Source text.
--*--

Tag team
- Members: Etsuko Mita Mima Shimoda
- Combined billed weight: Shimoda (63kg) Mita (75kg)
- Billed from: Japan
- Former member: Akira Hokuto
- Debut: 1992
- Disbanded: 2009
- Years active: 1992–2009

= Las Cachorras Orientales =

Professional wrestling tag team

Las Cachorras Orientales (Japanese: ラス・カチョーラス・オリエンタレス), frequently styled as LCO, were a professional wrestling tag team composed of Etsuko Mita and Mima Shimoda. The team's name is Spanish for "The Oriental Bitches". The team was established in 1992 and participated in various prominent Japanese women's professional wrestling organizations, including All Japan Women's Pro-Wrestling, NEO Japan Ladies Pro-Wrestling, Gaea Japan, JWP Joshi Puroresu, and Arsion. Las Cachorras Orientales (Etsuko Mita and Mima Shimoda) held multiple prestigious tag team championships throughout their career, including the AJW Tag Team Championship, the JWP Tag Team Championship, the UWA World Women's Tag Team Championship, the Twin Star of Arsion Championship, and the WWWA World Tag Team Championship, which they won on four occasions.

They gained notoriety for their distinctive brawling style and use of painted steel chairs and guardrails as weapons against opponents during matches.
Las Cachorras Orientales are widely regarded as one of the greatest tag teams in Japanese women’s wrestling history due to their innovative style, championship success, and lasting impact on joshi puroresu.

==History==
===Dream Orca and The Tokyo Sweethearts===

Etsuko Mita debuted on July 31, 1987, for All Japan Women's Pro-Wrestling against Chiaki Ishikawa. On August 5, 1987 Mima Shimoda debuted against Mita.

Prior to creating LCO, both Mita and Shimoda were in other tag teams. Mita was one half of "Dream Orca", along with Toshiyo Yamada. Shimoda was one half of the "Tokyo Sweethearts" along with Manami Toyota. The two teams met on August 10, 1988, and on May 6, 1989, at Wrestle Marinepiad '89 with the Tokyo Sweethearts winning.

On June 14, 1989, Mita captured the AJW Tag Team Championship with Toshiyo Yamada, but the team had to vacate the titles in March 1990 when Yamada was injured.

On November 14, 1990, at Wrestle Marinepiad '90, Mita and Shimoda, prior to becoming LCO captured the AJW Tag Team Championship from the "Honey Wings" of Mika Takahashi and Kaoru. The reign lasted until April 21, 1991, when they were defeated by Esther and Cynthia Moreno at AJW St. Battle Day Part 2. This was Mita and Shimoda's only AJW Tag Team Championship together.

Both Dream Orca and The Tokyo Sweethearts were broken up by 1991 with Mita forming the "Mint Showers" with Manami Toyota. During Tag League the Best 1991 in October 1991, Mita teamed with Toyota and Shimoda teamed up with Miori Kamiya, which both teams coming at the bottom of the standings. During August 1992, during the Fuji TV Mid Summer Typhoon Tag Tournament, Mita teamed up with Takako Inoue, while Shimoda continued to team with Toyota.

--*--

Data shown.
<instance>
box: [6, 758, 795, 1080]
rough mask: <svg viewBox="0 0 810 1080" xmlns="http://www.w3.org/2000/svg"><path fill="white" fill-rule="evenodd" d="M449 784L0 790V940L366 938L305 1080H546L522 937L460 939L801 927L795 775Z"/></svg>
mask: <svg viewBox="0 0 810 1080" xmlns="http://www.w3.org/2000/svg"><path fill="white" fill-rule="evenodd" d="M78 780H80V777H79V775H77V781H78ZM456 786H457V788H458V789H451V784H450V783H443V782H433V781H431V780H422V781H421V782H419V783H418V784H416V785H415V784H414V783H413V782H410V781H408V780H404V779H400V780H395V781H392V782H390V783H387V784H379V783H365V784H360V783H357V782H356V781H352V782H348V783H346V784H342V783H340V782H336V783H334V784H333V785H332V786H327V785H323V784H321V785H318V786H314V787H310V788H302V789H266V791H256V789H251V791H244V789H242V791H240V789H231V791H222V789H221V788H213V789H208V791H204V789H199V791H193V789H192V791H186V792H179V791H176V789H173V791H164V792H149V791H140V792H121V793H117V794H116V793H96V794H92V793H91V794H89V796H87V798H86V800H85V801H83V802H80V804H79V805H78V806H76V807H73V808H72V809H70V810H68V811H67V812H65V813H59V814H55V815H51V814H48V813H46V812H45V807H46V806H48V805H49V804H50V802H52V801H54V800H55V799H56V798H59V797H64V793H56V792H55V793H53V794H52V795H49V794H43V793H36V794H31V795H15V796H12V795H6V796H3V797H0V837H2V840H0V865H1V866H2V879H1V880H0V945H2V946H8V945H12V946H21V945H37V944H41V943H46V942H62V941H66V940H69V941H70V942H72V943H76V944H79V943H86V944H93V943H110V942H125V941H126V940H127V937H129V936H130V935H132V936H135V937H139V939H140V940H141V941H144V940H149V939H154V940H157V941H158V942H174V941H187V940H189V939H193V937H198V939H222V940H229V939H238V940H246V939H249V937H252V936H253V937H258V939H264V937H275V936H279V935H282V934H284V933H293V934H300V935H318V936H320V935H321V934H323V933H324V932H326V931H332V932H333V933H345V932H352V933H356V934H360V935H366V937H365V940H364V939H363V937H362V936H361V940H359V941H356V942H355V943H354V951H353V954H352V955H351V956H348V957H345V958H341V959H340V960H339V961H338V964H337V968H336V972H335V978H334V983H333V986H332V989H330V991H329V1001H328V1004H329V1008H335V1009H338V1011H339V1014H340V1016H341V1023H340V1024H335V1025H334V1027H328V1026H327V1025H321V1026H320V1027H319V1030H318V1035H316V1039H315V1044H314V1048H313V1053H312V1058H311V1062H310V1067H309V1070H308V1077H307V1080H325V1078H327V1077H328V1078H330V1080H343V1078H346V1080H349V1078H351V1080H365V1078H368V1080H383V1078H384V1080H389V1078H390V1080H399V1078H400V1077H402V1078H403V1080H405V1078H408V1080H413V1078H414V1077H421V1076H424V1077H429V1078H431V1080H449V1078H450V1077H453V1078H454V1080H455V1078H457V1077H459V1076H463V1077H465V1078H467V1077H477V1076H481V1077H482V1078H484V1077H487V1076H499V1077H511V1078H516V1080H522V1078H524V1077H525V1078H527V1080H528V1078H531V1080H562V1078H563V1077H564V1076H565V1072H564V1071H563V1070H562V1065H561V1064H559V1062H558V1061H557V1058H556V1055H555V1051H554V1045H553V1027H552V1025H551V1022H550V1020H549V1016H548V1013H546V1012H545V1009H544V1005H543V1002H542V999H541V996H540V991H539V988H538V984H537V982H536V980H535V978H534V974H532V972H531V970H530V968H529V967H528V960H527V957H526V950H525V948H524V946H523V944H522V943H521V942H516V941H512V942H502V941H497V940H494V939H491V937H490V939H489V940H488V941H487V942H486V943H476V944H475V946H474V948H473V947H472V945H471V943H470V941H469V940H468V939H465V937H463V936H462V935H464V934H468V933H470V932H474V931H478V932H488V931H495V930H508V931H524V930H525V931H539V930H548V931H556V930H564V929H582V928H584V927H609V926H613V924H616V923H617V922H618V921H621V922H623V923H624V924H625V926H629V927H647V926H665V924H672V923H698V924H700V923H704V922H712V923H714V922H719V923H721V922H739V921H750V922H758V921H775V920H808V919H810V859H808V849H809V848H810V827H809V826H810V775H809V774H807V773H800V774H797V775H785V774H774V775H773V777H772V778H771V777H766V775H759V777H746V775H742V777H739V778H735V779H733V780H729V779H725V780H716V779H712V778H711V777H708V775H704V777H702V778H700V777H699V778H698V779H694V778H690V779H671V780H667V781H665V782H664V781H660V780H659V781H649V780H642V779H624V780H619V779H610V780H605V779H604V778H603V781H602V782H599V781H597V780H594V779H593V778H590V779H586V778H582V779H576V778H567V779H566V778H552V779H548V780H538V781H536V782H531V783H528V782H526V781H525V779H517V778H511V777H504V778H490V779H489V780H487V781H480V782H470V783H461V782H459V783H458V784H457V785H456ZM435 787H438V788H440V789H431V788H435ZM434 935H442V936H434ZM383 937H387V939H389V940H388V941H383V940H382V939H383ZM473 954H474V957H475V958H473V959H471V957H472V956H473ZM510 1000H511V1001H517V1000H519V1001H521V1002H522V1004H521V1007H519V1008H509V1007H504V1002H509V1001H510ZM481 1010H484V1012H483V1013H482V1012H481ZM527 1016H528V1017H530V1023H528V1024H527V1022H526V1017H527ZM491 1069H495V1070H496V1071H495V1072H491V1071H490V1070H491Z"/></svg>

--*--

Tasks and exercises.
• a. In the Las Cachorras Orientales article, retype everything from "On June 14, 1989, Mita" down to "Team Championship together.".
• b. Continue the Las Cachorras Orientales article from the point where it stops.

Written responses.
• a.
On June 14, 1989, Mita captured the AJW Tag Team Championship with Toshiyo Yamada, but the team had to vacate the titles in March 1990 when Yamada was injured.

On November 14, 1990, at Wrestle Marinepiad '90, Mita and Shimoda, prior to becoming LCO captured the AJW Tag Team Championship from the "Honey Wings" of Mika Takahashi and Kaoru. The reign lasted until April 21, 1991, when they were defeated by Esther and Cynthia Moreno at AJW St. Battle Day Part 2. This was Mita and Shimoda's only AJW Tag Team Championship together.

• b.
===Las Cachorras Orientales===

In 1992, Mita and Shimoda, along with Akira Hokuto, embarked on an excursion to Mexico, where Hokuto and Mita formed Las Cachorras Orientales; Shimoda officially joined the stable on July 15, 1992, after pleading with Hokuto during an All Japan Women’s Pro-Wrestling event. Mita and Shimoda turned heel, adopting a rougher style that included using steel chairs matching their ring attire colors and guardrails.

The team entered their first Tag League the Best during 1992, gaining 3 points in the tournament. The team appeared at All Japan Women's DREAM RUSH on November 26, 1992, defeating Miori Kamiya and Chikako Hasegawa.

The team was not featured much during 1993, mostly wrestling undercard and trios matches. On April 2, 1993, at All Japan Women's Dreamslam 2 event, LCO were defeated by the FMW team of Combat Toyoda and Megumi Kudo. The team entered Tag League the Best 1993, coming in second to last with 4 points. During this tournament, the team met their future rivals, Kaoru Ito and Tomoko Watanabe on December 10, 1993.

LCO had their biggest match to date on January 24, 1994, facing off against WWWA Tag Champions Manami Toyota and Toshiyo Yamada in a 2 out of 3 falls match.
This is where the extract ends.